Challenge: Can you rescale the entries below by writing every line out again, requests included, with each coordinate in the answers multiplied by 1.55 and rounded to a whole number, halves rounding up? Leave any numbers inside the requests unchanged.

Supplied data:
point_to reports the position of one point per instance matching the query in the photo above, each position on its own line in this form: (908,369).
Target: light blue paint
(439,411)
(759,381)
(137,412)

Expected output:
point_to reports the position of one point per instance matching the query in the photo above, each position on its own line in this form: (908,369).
Target: light blue paint
(680,637)
(1176,591)
(212,639)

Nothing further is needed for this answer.